◆ Tasks for this exercise
**a.** From the essay on measuring scientific success, quote the passage starting at "Simplified measures are" and ending at "of bean counters.".
**b.** According to the essay on measuring scientific success, why are simplified measures being used?

◆ Document segment

:::

Simplified measures are being used because it has become impossible to actually do the careful, individual assessment that everybody agrees would be optimal. And that has lead me to think that instead of outright rejecting the idea of scientific measures, we have to accept them and improve them and make them useful to our needs, not to that of bean counters.

Scientists, in hiring committees or on some funding agency’s review panel, have needs that presently just aren’t addressed by existing measures. Maybe one would like to know what’s the overlap of some person’s research topics with those represented at a department? How often have they been named in acknowledgements? Do you share common collaborators? What administrational skills does the candidate bring? Is there somebody in my network who knows this person and could give me a firsthand assessment? Have they experience with conference organization? What’s their h-index relative to the typical h-index in a field? What would you like to know?

You might complain these are not measures for scientific quality and that’s correct. But science is done by humans. These aren’t measures for scientific quality, they’re indicators for how well a candidate might fit on an open position and into a new environment. And that, in return, is relevant for both their success and that of the institution.

Today, personal relations are highly relevant for successful applications. That is a criterion which sparks interest that is being used in absence of better alternatives. We can improve on that by offering possibilities to quantify, for example, the vicinity of research areas. This can provide a fast way to identify interesting candidates that one might not have heard of before.

And so I think “Can we measure scientific success?” is the wrong question to ask. We should ask instead what measures serve scientists in their profession. I’m aware there are meanwhile several alt-metrics being offered, but they don’t address the issue, they merely take into account more data sources to measure essentially the same.

:::

◆ Data extract
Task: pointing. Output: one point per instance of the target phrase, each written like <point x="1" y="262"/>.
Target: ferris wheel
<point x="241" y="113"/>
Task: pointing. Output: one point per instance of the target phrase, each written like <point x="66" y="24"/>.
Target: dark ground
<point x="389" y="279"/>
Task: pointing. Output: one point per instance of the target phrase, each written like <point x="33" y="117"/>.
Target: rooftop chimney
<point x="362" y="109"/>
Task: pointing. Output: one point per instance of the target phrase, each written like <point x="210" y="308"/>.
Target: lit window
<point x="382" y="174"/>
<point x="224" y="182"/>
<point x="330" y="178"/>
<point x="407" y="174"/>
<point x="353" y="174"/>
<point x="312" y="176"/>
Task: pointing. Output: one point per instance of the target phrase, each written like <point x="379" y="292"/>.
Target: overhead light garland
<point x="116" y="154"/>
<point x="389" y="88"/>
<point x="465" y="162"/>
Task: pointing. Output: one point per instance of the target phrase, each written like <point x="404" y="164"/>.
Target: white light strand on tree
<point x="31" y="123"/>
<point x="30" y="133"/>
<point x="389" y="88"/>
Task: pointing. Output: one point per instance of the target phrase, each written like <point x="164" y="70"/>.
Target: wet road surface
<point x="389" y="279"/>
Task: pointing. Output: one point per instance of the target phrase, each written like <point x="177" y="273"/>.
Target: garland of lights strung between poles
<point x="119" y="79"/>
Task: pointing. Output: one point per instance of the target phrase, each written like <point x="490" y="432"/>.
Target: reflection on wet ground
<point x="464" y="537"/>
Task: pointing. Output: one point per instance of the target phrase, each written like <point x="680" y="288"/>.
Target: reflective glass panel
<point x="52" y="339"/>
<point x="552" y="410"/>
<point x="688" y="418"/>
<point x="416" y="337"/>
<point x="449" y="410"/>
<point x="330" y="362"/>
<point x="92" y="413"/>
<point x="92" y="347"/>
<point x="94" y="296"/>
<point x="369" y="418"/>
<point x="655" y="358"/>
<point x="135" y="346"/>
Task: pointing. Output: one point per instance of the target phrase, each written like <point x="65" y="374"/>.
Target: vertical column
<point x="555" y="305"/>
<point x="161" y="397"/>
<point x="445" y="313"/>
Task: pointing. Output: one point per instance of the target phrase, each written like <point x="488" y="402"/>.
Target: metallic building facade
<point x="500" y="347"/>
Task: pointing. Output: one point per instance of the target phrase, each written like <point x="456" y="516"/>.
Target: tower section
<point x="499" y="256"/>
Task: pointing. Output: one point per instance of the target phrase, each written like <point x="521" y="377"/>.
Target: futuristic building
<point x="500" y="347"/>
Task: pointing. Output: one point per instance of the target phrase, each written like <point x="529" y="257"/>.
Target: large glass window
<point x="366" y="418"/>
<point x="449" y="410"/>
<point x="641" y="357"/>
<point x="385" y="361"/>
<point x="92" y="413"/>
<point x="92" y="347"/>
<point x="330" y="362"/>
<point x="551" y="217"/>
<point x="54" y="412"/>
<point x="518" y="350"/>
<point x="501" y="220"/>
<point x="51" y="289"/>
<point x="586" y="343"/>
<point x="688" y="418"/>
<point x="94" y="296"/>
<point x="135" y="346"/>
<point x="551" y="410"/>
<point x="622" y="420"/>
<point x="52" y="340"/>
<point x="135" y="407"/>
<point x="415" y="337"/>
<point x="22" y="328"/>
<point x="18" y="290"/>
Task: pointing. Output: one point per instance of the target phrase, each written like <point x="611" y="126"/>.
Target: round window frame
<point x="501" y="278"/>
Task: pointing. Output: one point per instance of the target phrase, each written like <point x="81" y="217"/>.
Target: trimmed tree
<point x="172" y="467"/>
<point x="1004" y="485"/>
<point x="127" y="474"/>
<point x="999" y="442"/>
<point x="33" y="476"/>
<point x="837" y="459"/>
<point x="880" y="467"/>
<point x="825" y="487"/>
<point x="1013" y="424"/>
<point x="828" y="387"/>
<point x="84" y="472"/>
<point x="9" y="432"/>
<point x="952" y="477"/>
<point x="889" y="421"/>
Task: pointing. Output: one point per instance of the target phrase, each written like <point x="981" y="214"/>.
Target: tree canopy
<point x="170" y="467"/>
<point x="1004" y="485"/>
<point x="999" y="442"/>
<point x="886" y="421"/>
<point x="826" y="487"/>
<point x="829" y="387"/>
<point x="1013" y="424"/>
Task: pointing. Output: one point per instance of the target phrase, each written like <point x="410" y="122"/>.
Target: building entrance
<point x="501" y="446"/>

:::

◆ Task answers
**a.**
Simplified measures are being used because it has become impossible to actually do the careful, individual assessment that everybody agrees would be optimal. And that has lead me to think that instead of outright rejecting the idea of scientific measures, we have to accept them and improve them and make them useful to our needs, not to that of bean counters.

**b.** Because it has become impossible to actually do the careful, individual assessment that everybody agrees would be optimal.